> [SUPPLIED MATERIAL]:
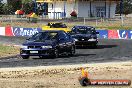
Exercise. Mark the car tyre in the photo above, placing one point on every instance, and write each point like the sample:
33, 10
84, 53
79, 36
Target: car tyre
84, 81
72, 52
56, 53
25, 57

> [REQUIREMENT]: In copying the listing, reproduce each line exactly and omit the pictures.

> [WORKED SOLUTION]:
Exercise. Mark the car tyre in the photo above, placing one point on every instance, and write each point like the sample:
33, 10
84, 53
79, 36
Target: car tyre
84, 81
72, 52
56, 53
25, 57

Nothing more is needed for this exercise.